EXTRAIT PRÉSENTÉ:

————————

Lors du dernier Devoxx France, j’ai eu l’occasion de participer à plusieurs conférences. L’une d’entre elles a attiré mon attention de par son titre : “Analyser votre consommation électrique avec un Raspberry Pi“. En lisant plus en détail le descriptif de la session, celle-ci m’a définitivement convaincu d’y participer : Et si on s’amusait un peu? Prenons un Raspberry Pi et connectons-le à notre compteur électrique. Rajoutons un peu de Docker, de MongoDB, de Nodejs et d’HTML5 et nous obtenons un dashboard temps réel pour analyser notre consommation électrique. Ce n’est pas très difficile. Mais à quoi cela peut-il servir? Associer Raspberry Pi et Docker est original. Raison de plus d’aller faire un tour à cette session présentée dans un format court de 20 minutes montre en main !
Cédric Finance, développeur Java et intéressé par la domotique a présenté ce projet mené à titre personnel.
En quoi cela consiste ?

————————

JEU DE DONNÉES:

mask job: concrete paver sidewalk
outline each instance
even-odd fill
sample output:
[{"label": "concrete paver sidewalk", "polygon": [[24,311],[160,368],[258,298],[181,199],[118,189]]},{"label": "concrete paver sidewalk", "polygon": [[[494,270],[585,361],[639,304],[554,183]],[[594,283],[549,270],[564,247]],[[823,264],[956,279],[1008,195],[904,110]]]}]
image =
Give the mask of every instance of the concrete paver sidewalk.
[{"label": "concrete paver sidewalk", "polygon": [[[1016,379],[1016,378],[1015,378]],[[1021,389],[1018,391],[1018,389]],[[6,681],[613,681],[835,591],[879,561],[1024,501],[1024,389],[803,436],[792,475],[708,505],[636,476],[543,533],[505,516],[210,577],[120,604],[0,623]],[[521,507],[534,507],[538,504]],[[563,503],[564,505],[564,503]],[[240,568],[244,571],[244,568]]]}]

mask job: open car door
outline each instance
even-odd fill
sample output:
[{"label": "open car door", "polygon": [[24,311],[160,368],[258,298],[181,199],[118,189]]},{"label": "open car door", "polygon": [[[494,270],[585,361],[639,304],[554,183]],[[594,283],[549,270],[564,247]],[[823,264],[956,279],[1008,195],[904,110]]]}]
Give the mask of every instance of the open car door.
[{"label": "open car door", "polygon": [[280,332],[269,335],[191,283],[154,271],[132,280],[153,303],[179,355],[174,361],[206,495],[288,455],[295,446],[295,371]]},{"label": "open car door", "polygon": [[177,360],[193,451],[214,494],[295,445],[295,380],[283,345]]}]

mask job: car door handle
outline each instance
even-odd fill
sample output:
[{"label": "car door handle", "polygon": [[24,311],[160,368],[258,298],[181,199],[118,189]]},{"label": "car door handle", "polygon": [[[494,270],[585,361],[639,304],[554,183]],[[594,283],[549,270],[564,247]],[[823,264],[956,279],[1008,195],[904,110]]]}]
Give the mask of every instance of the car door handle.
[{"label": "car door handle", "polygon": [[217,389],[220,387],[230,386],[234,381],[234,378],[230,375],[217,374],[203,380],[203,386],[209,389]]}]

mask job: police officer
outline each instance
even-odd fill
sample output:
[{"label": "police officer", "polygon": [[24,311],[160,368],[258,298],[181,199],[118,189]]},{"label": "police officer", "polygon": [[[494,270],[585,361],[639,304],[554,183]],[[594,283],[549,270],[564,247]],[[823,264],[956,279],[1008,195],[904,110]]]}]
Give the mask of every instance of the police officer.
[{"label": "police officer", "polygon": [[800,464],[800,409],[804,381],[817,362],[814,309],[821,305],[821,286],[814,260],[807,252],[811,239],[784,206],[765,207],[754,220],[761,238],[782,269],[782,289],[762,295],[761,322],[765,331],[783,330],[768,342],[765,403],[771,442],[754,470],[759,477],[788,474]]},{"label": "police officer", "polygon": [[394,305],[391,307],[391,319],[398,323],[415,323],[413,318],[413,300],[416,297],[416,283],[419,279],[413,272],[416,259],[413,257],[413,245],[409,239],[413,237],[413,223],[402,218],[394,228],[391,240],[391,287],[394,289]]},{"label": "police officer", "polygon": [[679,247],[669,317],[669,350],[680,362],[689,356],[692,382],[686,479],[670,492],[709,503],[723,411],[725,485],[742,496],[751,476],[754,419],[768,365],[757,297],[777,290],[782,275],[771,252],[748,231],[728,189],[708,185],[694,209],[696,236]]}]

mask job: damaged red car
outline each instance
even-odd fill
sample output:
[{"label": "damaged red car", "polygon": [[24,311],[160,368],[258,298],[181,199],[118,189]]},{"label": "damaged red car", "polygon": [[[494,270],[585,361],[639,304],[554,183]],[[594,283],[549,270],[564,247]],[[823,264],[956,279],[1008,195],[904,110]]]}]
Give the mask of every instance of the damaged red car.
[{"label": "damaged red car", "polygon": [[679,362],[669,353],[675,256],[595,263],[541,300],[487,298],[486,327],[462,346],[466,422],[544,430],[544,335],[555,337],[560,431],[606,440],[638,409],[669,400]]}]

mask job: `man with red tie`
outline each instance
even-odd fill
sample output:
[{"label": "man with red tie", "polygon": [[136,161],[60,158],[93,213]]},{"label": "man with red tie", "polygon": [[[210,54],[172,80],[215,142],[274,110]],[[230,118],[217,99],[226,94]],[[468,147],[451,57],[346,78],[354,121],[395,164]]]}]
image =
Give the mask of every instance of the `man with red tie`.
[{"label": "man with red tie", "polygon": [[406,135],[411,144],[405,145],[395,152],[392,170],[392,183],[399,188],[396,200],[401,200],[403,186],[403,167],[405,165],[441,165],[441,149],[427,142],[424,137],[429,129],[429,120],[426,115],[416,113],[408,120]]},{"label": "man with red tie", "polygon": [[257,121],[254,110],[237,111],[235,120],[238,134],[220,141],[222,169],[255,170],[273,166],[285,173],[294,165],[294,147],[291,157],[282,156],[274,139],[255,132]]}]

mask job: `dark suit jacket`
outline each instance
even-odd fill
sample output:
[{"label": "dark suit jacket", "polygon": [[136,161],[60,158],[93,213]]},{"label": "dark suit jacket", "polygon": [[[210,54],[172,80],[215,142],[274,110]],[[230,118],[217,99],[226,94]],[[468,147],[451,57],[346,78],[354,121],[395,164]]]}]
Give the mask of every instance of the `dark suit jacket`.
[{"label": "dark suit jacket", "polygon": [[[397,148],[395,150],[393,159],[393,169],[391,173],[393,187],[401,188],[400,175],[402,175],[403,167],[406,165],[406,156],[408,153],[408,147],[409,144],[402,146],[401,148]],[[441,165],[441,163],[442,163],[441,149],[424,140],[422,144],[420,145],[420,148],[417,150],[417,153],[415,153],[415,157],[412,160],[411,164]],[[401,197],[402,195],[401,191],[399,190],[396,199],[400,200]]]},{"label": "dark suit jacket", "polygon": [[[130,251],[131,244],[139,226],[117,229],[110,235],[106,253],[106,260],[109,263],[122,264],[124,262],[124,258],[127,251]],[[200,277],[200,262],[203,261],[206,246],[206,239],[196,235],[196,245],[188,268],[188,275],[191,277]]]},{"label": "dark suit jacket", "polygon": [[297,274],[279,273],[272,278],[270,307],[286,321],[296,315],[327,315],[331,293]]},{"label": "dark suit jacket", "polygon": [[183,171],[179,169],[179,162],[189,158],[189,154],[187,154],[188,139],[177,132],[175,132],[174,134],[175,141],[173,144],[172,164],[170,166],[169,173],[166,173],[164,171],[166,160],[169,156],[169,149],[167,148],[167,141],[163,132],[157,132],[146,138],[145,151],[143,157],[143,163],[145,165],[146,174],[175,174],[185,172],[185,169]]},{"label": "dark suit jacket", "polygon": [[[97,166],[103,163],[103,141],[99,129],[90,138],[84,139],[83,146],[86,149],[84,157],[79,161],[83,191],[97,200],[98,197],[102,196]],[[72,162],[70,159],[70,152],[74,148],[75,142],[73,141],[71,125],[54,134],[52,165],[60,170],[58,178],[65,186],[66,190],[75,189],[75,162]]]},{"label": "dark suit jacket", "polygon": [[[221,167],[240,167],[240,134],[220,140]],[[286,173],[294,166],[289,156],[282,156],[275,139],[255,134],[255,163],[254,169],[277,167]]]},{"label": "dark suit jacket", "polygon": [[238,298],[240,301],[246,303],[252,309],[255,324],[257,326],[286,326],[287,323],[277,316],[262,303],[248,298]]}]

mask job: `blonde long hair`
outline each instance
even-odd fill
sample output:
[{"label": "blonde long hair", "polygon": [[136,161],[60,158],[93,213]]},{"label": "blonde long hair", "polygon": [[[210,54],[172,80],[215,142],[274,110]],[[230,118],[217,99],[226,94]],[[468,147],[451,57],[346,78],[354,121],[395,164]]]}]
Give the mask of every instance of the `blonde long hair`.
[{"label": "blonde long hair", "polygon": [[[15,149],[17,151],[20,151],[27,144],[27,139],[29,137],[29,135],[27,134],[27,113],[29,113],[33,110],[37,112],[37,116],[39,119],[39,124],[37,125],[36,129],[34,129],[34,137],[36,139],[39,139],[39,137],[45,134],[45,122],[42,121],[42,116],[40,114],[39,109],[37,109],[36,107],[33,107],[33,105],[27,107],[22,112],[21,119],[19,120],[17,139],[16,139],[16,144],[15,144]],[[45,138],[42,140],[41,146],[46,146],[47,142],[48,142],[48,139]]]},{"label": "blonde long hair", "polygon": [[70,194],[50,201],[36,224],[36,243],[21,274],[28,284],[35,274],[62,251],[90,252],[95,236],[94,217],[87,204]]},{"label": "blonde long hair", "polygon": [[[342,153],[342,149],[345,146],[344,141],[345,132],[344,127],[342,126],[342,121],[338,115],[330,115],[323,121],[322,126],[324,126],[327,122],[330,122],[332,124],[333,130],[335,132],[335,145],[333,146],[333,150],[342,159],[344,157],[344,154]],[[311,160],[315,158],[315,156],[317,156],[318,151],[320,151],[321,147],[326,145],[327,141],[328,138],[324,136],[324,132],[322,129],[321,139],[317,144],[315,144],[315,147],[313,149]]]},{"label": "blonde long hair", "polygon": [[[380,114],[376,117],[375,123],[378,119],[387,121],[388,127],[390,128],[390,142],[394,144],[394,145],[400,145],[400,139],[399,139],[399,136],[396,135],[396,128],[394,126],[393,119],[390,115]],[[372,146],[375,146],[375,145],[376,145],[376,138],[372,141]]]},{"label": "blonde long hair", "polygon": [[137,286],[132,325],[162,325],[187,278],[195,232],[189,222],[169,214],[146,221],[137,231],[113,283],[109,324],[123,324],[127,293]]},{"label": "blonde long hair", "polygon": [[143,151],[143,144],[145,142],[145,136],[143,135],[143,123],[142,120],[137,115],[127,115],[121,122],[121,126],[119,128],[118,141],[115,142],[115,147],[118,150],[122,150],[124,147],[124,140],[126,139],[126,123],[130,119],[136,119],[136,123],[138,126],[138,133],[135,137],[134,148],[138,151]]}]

————————

EXERCICE ÉCRIT A:
Énumérez les technologies que le texte sur la session Devoxx propose d'ajouter au Raspberry Pi pour obtenir le dashboard temps réel.
EXERCICE ÉCRIT B:
Reproduisez fidèlement un passage du texte sur la session Devoxx, en commençant aux mots « Lors du dernier » et en vous arrêtant après « montre en main ! ».
EXERCICE ÉCRIT C:
Reprenez le texte sur la session Devoxx à l'endroit où il s'interrompt et poursuivez sa rédaction.
Le listing provient d'une source distincte de celle du texte.

RÉSULTAT FINAL A:
Docker, MongoDB, Nodejs, HTML5

RÉSULTAT FINAL B:
Lors du dernier Devoxx France, j’ai eu l’occasion de participer à plusieurs conférences. L’une d’entre elles a attiré mon attention de par son titre : “Analyser votre consommation électrique avec un Raspberry Pi“. En lisant plus en détail le descriptif de la session, celle-ci m’a définitivement convaincu d’y participer : Et si on s’amusait un peu? Prenons un Raspberry Pi et connectons-le à notre compteur électrique. Rajoutons un peu de Docker, de MongoDB, de Nodejs et d’HTML5 et nous obtenons un dashboard temps réel pour analyser notre consommation électrique. Ce n’est pas très difficile. Mais à quoi cela peut-il servir? Associer Raspberry Pi et Docker est original. Raison de plus d’aller faire un tour à cette session présentée dans un format court de 20 minutes montre en main !

RÉSULTAT FINAL C:
Comme indiqué dans la présentation, il s’agit là de relever et d’analyser sa consommation électrique afin d’en retirer un certain nombre d’informations. Pour ce faire, on utilise l’interface “Téléinformation” du compteur EDF qui délivre un signal électrique. Cette interface cliente est présente dans la partie basse du compteur, celle qui est non plombée. Le Raspberry Pi est raccordé au bornier par les ports GPIO et récupère les informations transmises par le compteur électrique. Les données reçues sont ensuite stockées en base de données afin d’être visualisées par l’intermédiaire d’un tableau de bord sur client léger.
Le matériel nécessaire
- Compteur Téléinfo
- Optocoupleur SFH620A
- Résistance 1.2 kΩ
- Résistance 3.3 kΩ
- Plaque d’essai (de type breadboard)
- Raspberry Pi avec carte SD, alimentation (dongle wifi en option)
Le détail du montage électronique est détaillé ici
Une fois la partie électronique réalisée et opérationnelle, il reste encore toute la partie logicielle à mettre en place. Et c’est là le cœur du sujet !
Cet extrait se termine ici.